# Source
────────
I don’t know if it’s just my Facebook newsfeed or other people are experiencing the same thing, but lately I feel like I’ve seen a lot of different articles on the topic of “what men look for in a woman.” Whether the article takes the form 9 Qualities In A Woman Which Will Make Any Guy Fall For Her or The Difference Between The Girls I've Dated And The Woman I'll Marry, one thing is clear: people are obsessed with giving women instructions on how to be wife material. And here’s the thing: most of the women I’m surrounded by don’t give a rat’s ass whether they’re the type of woman most men might commit to. Here’s why that’s a smart choice.
1. All men want something different and women are well aware of it.
As much as the media wants to stuff an image of the “ideal woman” down our throats, the reality is that every man falls for different things. Sure, perfect hair and a degree in dealing with entitled men might sound good on paper, but that’s probably not going to get you wifed up for more than two minutes. Real-life men, similarly to real-life women, have different qualities and personalities and priorities. To simplify those differences in a five hundred word article is, technically speaking, pretty f*cking stupid.
────────
# Dataset rows
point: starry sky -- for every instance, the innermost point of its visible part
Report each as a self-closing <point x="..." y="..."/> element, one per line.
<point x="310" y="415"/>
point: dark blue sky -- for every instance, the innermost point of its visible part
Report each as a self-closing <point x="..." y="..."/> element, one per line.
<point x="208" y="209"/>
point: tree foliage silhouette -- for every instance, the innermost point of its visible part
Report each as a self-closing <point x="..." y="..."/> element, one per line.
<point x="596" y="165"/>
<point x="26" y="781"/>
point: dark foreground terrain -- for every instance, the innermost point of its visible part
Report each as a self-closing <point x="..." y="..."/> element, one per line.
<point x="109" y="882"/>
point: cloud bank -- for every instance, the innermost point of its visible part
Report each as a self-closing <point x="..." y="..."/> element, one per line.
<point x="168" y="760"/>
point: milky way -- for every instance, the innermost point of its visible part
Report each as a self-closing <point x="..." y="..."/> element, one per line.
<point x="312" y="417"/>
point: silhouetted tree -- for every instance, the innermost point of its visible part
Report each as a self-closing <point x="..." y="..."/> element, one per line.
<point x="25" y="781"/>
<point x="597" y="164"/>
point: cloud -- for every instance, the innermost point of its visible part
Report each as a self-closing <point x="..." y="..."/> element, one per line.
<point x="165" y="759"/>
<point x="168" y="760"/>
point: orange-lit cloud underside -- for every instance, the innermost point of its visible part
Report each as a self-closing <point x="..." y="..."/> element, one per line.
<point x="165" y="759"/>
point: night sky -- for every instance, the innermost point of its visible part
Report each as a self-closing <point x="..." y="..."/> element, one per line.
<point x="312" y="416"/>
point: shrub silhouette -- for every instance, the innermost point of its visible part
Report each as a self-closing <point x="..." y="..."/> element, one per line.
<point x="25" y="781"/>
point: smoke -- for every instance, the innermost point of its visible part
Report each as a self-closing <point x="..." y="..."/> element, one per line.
────────
# Exercise tasks
(a) Please quote the article on what men look for in a woman, starting at "I don’t know" and ending at "a smart choice.".
(b) Continue the article about women ignoring advice on being wife material, picking up after its last sentence.

# Answers to the exercises
(a)
I don’t know if it’s just my Facebook newsfeed or other people are experiencing the same thing, but lately I feel like I’ve seen a lot of different articles on the topic of “what men look for in a woman.” Whether the article takes the form 9 Qualities In A Woman Which Will Make Any Guy Fall For Her or The Difference Between The Girls I've Dated And The Woman I'll Marry, one thing is clear: people are obsessed with giving women instructions on how to be wife material. And here’s the thing: most of the women I’m surrounded by don’t give a rat’s ass whether they’re the type of woman most men might commit to. Here’s why that’s a smart choice.

(b)
2. Contrary to popular belief, women do not exist to live up to a perfect prototype.
I know, this is kind of a shocker, but women actually do have goals in life that extend past male approval and childrearing. Some women aspire to be better friends, better sisters, better mothers, better at their job, better at being human -- but the ones who actually aspire to be perfect girlfriends are usually the most unhappy ones.
3. Not all women are looking for a committed relationship with men. (And not all women are looking for men, either.)
I realize this may also come as a surprise, but some women do indeed enjoy being single. And just like certain men enjoy whipping out a list of things women need to do for them to commit, women are also capable of coming up with their own list. For instance, the first thing on my list would be a man who doesn’t try to tell me what to do.
4. Those articles make it seem like finding a quality woman is something incredibly rare.
It's pretty insulting to read article after article feeling like whoever wrote that crap thought all women were shallow and superficial airheads. In real life, the women I'm surrounded with are confident, intelligent, inquisitive, and call men out on their BS. And you know what? That doesn't make men flock to them with engagement rings because it's just not so rare. Women are amazing creatures.
5. You don’t need to change yourself because there is someone out there who will love you just the way you are.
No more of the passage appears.